[Set exercise]:
Locate each line below that contains the word "face", and copy those lines in full.

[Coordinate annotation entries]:

<<<<

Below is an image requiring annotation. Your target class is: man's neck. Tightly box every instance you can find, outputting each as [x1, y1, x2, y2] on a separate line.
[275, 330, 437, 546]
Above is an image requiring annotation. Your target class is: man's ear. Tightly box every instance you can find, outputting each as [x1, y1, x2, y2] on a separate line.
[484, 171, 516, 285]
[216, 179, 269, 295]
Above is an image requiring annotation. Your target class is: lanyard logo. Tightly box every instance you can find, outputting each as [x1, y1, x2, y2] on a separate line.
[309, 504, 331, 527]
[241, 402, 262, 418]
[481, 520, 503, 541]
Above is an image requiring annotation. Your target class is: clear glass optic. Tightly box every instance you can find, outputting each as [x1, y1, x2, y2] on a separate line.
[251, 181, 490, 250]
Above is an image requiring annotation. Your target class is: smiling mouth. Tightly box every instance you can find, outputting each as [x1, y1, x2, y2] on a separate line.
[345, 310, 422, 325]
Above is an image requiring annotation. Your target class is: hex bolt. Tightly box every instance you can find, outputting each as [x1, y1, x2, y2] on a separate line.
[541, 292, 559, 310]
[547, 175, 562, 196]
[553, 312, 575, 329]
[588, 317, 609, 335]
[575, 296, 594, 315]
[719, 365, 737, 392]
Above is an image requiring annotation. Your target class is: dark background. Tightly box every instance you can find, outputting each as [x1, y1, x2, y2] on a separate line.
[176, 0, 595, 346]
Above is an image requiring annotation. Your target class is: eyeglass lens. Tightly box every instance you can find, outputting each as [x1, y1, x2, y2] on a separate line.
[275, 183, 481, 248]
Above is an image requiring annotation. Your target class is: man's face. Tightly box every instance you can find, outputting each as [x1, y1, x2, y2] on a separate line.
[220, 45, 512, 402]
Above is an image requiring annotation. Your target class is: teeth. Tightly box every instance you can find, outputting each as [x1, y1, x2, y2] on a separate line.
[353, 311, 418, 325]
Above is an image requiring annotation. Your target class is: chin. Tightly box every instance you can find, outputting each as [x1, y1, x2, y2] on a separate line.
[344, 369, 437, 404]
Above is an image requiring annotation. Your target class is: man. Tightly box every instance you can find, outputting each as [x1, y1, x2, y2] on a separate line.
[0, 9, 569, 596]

>>>>

[Response to the exercise]:
Above is an image requiring annotation. Your target class is: man's face. Tightly box every instance you can find, outputting each as [x1, y1, x2, y2] on a separate line.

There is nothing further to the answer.